TEXTE FOURNI:
_ _ _ _

Certes, d’autres interprétations sont possibles, peut-être plus héroïques justement ou plus éloquentes, voire plus grandiloquentes et somptueuses. Le choix d’Abbado est ailleurs. Il est de s’intéresser d’abord au deuxième mouvement, cette “Marcia funebre” dont l’étendue en fait presque le centre de gravité de l’oeuvre (un bon tiers de la symphonie: environ 17 minutes sur 55 environ). On reconnaît évidemment la fluidité et l’élégance dont Abbado marque son approche.  On sait que l’oeuvre est étroitement liée à la figure de Napoléon, mais aussi de Prométhée: Die Geschöpfe des Prometheus – les créatures de Prométhée – datent de 1801,   les premières esquisses de l’Eroica remontent à l’automne 1802. Prométhée, figure emblématique du Sturm und Drang, figure goethéenne (souvenons-nous de son poème Prometheus écrit entre 1772 et 1774 et mis en musique par Schubert en 1819): cette figure donnerait à l’Eroica une force encore plus déterminée, et à la marcia funebre une couleur encore plus sombre. Abbado n’en donne ni une vision romantique avant l’heure (encore qu’on fasse partir de l’Eroica le romantisme en musique) ni une vision dramatique: il y a à la fois une force de vie (premier mouvement, sorte de mouvement à saut et à gambades entre les différents pupitres qui reprennent le thème initial) qui semble résister à tout, et qui va envahir un scherzo souriant et rapide, dansant, comme si après la marche funèbre la vie repartait, plus forte, plus jeune encore, plus ouverte, et un finale à la fois totalement libéré et traversé de fulgurances, le début avec l’exposition des cordes, suivi de la reprise des bois (hautbois et clarinette: Macias Navarro et Sabine Mayer sont éblouissants. mais il reste aussi des traits mélancoliques qui rappellent le deuxième mouvement (notamment les quelques phrases qui précèdent les mesures finales) et qui mettent de nouveau par cette diversité et ces contrastes le public dans une incroyable tension explosive.

_ _ _ _

CONSIGNE: Écrivez la suite du texte ci-dessus sur l'Eroica dirigée par Abbado, en reprenant juste après sa dernière phrase.

MATÉRIEL FOURNI:
_ _ _ _

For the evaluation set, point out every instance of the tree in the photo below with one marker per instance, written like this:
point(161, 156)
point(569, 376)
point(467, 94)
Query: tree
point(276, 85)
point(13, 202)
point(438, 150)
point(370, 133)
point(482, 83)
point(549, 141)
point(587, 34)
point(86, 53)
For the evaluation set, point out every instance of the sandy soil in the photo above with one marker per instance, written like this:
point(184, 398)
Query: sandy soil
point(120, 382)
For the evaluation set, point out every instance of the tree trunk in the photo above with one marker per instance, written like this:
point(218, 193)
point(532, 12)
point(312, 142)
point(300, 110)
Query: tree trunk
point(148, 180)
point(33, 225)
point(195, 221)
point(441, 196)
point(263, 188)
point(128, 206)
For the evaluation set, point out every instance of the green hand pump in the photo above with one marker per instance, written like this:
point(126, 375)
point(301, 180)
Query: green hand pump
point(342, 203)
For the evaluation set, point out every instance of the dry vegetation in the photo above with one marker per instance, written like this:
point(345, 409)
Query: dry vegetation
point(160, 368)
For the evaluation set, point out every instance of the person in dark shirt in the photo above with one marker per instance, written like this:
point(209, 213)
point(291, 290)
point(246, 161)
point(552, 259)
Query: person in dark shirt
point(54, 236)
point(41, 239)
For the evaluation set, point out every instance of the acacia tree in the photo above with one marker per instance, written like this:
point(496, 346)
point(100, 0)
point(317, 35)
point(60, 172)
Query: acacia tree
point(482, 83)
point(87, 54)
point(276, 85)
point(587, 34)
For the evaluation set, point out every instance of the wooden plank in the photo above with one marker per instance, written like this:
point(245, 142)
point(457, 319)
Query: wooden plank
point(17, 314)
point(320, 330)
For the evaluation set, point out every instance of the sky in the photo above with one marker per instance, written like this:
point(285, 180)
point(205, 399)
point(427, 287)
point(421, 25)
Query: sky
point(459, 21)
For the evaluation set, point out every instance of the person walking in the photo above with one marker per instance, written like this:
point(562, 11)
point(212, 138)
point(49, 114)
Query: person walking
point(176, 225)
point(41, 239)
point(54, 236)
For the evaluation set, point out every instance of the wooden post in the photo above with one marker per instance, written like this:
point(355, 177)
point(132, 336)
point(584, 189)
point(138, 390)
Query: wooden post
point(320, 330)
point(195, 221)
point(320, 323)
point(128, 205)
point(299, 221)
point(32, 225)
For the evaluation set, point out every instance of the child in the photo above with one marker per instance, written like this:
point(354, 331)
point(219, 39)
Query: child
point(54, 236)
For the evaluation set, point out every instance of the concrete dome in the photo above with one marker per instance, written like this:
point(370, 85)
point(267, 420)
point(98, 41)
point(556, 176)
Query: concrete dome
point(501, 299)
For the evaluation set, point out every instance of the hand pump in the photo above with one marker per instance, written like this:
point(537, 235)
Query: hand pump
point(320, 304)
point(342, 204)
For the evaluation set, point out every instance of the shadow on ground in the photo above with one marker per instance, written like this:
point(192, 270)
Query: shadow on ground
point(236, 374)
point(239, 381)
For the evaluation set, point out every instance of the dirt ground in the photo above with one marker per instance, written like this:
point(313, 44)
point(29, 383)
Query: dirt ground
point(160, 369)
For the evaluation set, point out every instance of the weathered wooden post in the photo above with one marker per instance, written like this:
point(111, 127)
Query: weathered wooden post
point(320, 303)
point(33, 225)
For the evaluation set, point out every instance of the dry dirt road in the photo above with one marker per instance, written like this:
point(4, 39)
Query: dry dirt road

_ _ _ _

RÉPONSE:
Mais revenons à la marche funèbre.
Ce deuxième mouvement est à mettre en lien dans le travail d’Abbado avec les grands adagios mahlériens, ceux où la mélancolie et l’introspection se refusent à effacer totalement l’espoir. Dans cette marche funèbre, qui est celle où l’on célèbre le souvenir du grand homme, comme le dit la dédicace “composta per festeggiare il sovvenire di un grand Uomo on devrait être écrasé par la douleur, mais on est surtout frappé par la tristesse et la mélancolie. La douleur est muette, la tristesse tire les larmes. Après l’énoncé du thème funèbre, repris pupitre par pupitre,  sur un tempo très dilaté, la musique s’éclaircit et s’allège scandée par les bois (flûte) d’une manière époustouflante pour s’élargir dans une grandeur simple, presque naturelle. Il n’y a dans cette interprétation aucune affèterie, aucun sur-jeu. Abbado fait les notes et ces notes sont musique, et ces notes nous disent quelque chose. On est au seuil du sublime. J’ai eu l’impression de voir éclose une vérité jamais vraiment perçue: l’héroïsme n’est pas une concession divine, il est seulement humain: la leçon de Prométhée, c’est le retour à l’humain, laissé face à lui-même, et c’est aussi la leçon du parcours Napoléonien: Balzac le comprendra si bien dans sa Comédie humaine.
Cette extraordinaire humanité, la prépondérance de l’humain et ses contradictions, ses tensions, en dépit de tout le reste et notamment du divin, c’est la leçon retenue de cette soirée inoubliable.  Ce fut bouleversant, ce fut inattendu, ce fut plein de cette énergie profonde qui nous entraîne en nous-mêmes et totalement hors de nous mêmes: en bref, ce fut Abbado, tel qu’en lui même enfin l’éternité le change.